* [EXERCISE BRIEF]:
Transcribe the tail of the listing: start at the line containing "Locate the light-colored" and stop after the last line, keeping every character as is and adding nothing.

....

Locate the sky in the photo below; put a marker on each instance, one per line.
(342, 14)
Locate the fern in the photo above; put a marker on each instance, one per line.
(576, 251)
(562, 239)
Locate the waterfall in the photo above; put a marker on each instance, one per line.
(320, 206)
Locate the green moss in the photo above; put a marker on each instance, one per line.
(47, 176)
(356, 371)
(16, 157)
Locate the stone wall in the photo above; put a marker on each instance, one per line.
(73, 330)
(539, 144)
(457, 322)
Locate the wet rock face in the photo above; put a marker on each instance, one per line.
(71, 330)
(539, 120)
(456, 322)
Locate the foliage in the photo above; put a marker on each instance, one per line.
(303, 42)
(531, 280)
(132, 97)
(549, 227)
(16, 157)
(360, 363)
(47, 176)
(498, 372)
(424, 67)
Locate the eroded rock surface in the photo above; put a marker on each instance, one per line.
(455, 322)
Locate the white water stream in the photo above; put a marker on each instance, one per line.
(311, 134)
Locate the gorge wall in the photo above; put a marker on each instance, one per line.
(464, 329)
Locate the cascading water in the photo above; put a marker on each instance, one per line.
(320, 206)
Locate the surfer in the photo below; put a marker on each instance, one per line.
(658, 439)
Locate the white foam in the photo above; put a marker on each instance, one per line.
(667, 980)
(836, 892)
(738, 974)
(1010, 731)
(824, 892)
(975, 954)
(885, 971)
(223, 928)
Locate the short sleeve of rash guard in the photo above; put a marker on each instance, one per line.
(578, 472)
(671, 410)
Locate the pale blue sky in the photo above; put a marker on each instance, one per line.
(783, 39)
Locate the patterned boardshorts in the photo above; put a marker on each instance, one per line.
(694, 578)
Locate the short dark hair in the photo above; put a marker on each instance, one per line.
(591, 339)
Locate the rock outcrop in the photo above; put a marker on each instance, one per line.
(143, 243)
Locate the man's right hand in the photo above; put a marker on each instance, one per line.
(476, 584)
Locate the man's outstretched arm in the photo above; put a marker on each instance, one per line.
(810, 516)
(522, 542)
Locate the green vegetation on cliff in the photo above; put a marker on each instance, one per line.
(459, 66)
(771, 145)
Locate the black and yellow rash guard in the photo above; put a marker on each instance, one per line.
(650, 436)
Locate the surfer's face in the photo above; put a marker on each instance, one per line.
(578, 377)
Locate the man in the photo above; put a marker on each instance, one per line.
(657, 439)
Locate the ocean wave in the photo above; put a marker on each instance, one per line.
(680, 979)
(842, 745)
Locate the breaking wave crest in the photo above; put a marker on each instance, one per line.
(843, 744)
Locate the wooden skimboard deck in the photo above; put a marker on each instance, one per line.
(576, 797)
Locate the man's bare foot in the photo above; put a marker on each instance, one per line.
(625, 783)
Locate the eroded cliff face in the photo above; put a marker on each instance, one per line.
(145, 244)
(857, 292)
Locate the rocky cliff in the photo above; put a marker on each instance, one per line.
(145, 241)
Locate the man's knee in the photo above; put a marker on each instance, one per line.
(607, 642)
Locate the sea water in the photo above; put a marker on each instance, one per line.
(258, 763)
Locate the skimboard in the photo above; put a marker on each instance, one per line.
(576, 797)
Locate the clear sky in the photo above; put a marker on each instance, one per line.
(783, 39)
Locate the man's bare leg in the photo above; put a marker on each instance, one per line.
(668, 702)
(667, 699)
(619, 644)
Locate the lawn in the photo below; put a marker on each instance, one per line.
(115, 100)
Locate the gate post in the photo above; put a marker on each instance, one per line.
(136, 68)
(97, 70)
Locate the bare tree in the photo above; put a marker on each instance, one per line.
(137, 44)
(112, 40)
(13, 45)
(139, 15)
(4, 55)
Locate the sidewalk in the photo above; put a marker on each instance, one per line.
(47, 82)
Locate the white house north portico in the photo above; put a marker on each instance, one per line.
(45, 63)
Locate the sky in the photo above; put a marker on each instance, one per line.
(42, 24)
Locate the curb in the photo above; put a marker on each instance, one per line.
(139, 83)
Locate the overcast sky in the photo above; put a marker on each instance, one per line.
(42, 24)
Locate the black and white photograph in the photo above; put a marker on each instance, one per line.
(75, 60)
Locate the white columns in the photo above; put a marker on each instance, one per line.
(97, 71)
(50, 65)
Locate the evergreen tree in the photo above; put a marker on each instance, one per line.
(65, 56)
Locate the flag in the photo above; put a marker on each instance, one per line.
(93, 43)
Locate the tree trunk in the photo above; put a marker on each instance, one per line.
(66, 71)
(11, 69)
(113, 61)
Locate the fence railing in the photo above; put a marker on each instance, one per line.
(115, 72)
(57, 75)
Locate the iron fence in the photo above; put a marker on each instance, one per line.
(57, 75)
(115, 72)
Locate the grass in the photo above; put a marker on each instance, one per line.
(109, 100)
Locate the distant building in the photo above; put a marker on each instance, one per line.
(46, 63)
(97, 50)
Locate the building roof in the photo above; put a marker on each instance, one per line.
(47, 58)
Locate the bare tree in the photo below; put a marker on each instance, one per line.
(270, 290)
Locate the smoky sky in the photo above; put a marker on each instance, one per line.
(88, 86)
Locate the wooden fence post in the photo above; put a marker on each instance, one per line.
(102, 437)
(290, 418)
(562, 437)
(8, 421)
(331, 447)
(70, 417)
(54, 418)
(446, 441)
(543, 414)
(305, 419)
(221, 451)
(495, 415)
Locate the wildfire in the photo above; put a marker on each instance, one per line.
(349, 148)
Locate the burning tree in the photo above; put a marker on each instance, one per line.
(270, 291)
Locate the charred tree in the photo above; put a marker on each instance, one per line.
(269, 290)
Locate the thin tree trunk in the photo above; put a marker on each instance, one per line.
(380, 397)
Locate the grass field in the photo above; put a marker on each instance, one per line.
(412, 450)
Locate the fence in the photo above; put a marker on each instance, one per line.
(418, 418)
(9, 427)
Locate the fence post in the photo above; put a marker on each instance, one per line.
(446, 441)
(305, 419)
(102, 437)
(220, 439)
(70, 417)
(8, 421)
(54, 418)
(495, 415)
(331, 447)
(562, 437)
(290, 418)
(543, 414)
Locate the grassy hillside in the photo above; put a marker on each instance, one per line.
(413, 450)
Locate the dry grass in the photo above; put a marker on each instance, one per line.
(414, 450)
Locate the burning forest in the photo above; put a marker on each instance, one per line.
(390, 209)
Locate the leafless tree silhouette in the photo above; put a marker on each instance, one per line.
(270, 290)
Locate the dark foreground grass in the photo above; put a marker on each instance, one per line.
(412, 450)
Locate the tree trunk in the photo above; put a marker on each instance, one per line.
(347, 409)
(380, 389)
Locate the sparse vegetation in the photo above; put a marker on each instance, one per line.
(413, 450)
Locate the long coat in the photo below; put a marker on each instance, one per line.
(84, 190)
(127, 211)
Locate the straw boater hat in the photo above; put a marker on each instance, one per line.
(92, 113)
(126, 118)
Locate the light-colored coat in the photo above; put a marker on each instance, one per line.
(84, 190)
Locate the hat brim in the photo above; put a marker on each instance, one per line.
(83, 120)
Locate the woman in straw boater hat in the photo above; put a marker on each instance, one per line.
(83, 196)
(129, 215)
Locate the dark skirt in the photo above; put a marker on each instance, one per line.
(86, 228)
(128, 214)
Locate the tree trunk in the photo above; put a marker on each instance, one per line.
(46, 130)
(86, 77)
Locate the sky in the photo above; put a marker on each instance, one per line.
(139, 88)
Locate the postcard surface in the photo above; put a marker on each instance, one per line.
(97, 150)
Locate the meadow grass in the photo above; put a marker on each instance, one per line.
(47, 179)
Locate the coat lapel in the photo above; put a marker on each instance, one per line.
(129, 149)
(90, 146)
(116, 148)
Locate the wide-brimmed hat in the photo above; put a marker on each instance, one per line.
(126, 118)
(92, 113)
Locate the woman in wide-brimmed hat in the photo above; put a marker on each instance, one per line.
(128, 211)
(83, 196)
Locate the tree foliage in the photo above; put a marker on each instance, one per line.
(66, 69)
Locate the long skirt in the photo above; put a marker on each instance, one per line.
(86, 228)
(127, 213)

....

* [EXERCISE RESPONSE]:
Locate the light-colored coat in the photo above; put a marker on each instance, one per line.
(84, 190)
Locate the hat brim in the photo above; put a marker on each instance, one per line.
(83, 120)
Locate the woman in straw boater hat in the photo above; put a marker on each instance, one per line.
(83, 196)
(129, 215)
Locate the dark skirt in the photo above; put a marker on each instance, one per line.
(86, 228)
(128, 214)
Locate the tree trunk in the photo above; put a marker on each instance, one per line.
(46, 130)
(86, 77)
Locate the sky in the photo above; put a marker on each instance, one per line.
(139, 88)
Locate the postcard surface in the photo above; put a marker on each instance, one per line.
(97, 150)
Locate the meadow grass in the photo above; put a marker on each instance, one per line.
(47, 179)
Locate the coat lapel in the photo above; put a marker on each instance, one per line.
(129, 149)
(90, 146)
(116, 148)
Locate the wide-brimmed hat in the photo above; put a marker on each instance, one per line.
(126, 118)
(92, 113)
Locate the woman in wide-brimmed hat in the photo above; put a marker on each instance, one per line.
(128, 211)
(83, 196)
Locate the tree foliage in the photo above; put a marker on each instance, one per line.
(66, 69)
Locate the long skirt in the photo above; put a marker on each instance, one per line.
(86, 228)
(127, 213)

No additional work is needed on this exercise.